*** PROVIDED MATERIAL Section Begins ***

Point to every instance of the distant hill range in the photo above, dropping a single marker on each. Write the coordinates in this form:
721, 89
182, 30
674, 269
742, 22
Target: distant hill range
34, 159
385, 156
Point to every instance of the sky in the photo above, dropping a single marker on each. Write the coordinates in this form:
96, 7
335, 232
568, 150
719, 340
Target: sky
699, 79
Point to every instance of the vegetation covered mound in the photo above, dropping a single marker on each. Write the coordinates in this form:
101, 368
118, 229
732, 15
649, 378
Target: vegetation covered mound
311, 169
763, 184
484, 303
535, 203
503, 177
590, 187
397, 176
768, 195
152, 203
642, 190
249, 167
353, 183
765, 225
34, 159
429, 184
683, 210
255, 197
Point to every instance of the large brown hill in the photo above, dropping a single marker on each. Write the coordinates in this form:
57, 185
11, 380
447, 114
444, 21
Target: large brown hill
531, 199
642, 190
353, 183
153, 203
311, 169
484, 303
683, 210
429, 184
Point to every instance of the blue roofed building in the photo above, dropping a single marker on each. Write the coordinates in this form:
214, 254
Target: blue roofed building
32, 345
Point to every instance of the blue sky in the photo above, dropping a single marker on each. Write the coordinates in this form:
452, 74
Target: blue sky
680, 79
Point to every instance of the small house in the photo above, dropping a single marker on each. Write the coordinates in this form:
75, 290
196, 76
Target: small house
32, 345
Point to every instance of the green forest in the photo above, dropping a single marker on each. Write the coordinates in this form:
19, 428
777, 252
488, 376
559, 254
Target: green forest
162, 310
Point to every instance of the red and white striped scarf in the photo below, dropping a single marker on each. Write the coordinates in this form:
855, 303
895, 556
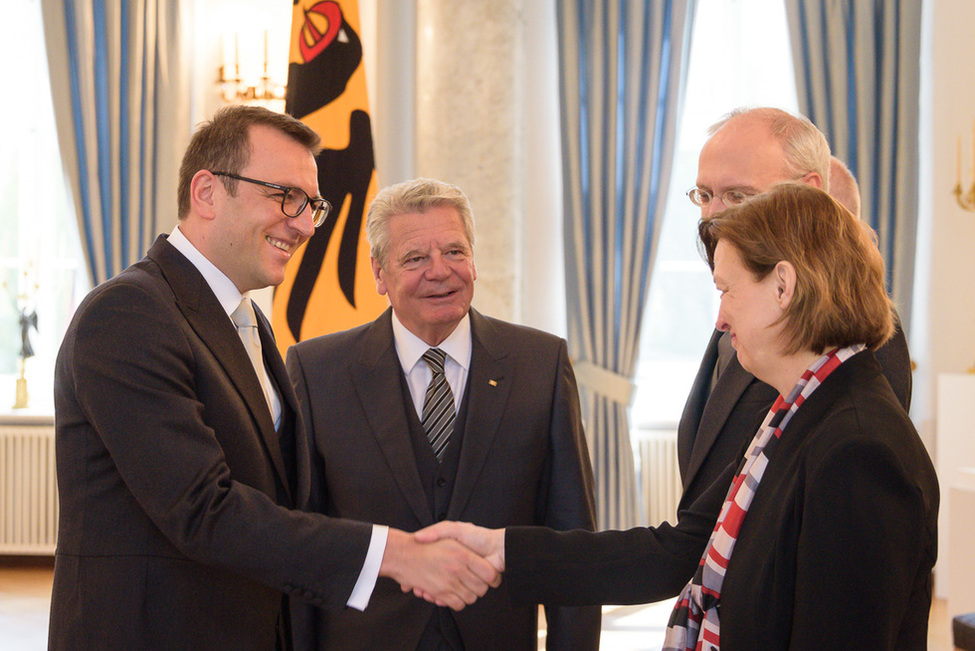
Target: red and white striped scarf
694, 621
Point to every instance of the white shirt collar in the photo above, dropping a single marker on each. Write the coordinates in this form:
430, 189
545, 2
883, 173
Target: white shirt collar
410, 348
224, 288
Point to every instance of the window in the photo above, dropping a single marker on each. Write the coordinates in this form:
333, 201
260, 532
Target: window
740, 56
40, 259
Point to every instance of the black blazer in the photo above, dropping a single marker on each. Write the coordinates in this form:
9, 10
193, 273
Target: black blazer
523, 460
835, 552
717, 424
174, 531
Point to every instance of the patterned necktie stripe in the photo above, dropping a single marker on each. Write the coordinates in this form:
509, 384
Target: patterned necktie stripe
438, 404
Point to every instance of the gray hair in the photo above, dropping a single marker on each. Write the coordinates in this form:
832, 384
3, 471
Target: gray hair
805, 146
416, 196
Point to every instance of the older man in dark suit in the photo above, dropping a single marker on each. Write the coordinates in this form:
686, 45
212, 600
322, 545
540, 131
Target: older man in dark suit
178, 452
748, 153
436, 412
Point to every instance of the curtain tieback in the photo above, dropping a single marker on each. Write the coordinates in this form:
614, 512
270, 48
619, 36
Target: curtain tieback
612, 385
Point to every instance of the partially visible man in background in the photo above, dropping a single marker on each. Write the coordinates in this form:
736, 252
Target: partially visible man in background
843, 187
748, 152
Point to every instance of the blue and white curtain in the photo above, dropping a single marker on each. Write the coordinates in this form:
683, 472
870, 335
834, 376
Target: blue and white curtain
622, 67
858, 75
121, 100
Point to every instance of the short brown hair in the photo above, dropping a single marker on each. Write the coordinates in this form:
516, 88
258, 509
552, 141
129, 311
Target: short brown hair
223, 144
416, 196
840, 297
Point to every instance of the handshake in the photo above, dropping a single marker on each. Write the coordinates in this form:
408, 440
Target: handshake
450, 563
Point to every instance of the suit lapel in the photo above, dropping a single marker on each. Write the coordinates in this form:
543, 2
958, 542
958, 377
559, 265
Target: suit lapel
717, 408
488, 390
690, 420
376, 376
204, 314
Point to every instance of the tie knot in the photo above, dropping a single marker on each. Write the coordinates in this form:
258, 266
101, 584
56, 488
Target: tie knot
243, 316
434, 357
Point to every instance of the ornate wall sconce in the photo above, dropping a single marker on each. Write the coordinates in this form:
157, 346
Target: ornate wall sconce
244, 84
965, 198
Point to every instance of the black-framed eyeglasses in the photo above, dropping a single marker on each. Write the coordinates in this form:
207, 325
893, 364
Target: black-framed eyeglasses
293, 200
703, 198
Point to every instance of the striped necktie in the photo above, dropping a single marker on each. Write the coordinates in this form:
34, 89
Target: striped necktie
246, 322
438, 405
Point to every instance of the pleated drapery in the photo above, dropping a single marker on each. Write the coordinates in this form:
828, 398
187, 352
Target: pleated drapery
622, 66
115, 82
858, 75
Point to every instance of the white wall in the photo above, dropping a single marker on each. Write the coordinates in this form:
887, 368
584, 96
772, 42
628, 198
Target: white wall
943, 330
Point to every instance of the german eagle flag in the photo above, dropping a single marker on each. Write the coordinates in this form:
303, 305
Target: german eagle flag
329, 285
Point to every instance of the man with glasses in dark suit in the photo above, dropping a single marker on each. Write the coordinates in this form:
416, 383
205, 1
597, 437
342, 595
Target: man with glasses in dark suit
748, 152
180, 459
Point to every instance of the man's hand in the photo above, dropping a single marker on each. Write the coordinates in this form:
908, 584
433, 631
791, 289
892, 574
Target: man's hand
444, 572
489, 543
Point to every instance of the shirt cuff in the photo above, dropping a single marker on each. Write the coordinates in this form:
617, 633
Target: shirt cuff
366, 583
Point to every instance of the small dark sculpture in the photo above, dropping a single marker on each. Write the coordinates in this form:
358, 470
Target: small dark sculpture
27, 321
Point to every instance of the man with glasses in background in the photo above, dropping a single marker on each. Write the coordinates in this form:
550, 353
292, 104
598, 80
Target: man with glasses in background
180, 455
748, 152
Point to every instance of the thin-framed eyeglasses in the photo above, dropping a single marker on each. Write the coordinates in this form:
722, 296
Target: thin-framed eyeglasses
703, 198
293, 200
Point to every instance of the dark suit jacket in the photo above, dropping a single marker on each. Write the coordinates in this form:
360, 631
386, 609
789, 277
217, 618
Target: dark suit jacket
524, 460
715, 427
173, 483
835, 552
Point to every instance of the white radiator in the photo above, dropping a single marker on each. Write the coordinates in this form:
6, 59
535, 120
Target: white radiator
28, 490
660, 487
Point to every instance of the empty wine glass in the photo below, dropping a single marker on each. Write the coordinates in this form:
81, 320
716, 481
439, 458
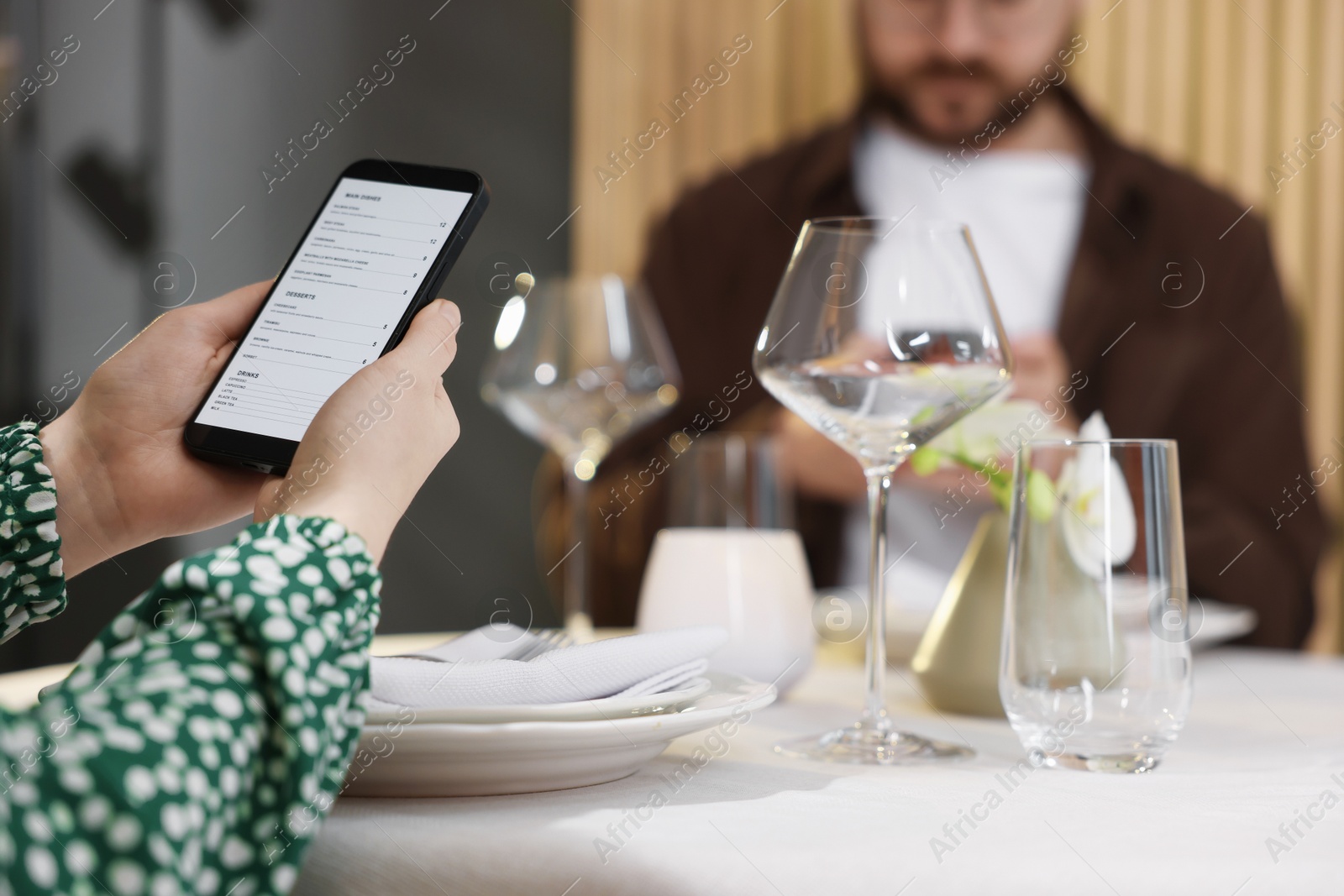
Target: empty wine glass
882, 335
580, 364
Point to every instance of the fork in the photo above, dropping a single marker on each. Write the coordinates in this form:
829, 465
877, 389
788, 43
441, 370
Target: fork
542, 642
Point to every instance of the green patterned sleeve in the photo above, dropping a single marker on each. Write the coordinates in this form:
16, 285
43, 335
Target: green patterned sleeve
33, 587
205, 734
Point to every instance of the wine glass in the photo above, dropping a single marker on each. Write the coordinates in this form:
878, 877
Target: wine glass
580, 364
882, 335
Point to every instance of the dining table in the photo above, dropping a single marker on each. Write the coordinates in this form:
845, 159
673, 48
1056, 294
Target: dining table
1249, 799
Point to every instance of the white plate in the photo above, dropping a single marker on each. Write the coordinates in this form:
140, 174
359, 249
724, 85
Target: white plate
577, 711
432, 759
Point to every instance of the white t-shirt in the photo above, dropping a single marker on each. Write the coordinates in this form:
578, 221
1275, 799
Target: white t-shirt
1025, 210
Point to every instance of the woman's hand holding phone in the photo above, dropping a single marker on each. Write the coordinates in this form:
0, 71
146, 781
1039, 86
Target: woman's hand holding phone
376, 438
124, 476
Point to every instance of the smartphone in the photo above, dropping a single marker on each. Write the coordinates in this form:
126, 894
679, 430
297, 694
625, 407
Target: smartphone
376, 253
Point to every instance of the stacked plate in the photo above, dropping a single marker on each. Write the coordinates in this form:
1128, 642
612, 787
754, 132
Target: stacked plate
476, 752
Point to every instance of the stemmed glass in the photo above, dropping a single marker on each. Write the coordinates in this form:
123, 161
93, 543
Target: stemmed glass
580, 363
882, 335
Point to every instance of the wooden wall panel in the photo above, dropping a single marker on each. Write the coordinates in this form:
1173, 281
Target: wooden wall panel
1221, 86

*** PROVIDED MATERIAL Section Ends ***

### TASK STATEMENT
Once you have identified the lines above that contain "below", copy each of them.

### ANSWER TO THE EXERCISE
Point to every instance of the red and white striped scarf in the photo below, dropping a single marker on each. Write the coordinates in this form:
Point to every instance of the empty wine glass in the photo below, dropping a single marker on each. Write the coordinates in this form:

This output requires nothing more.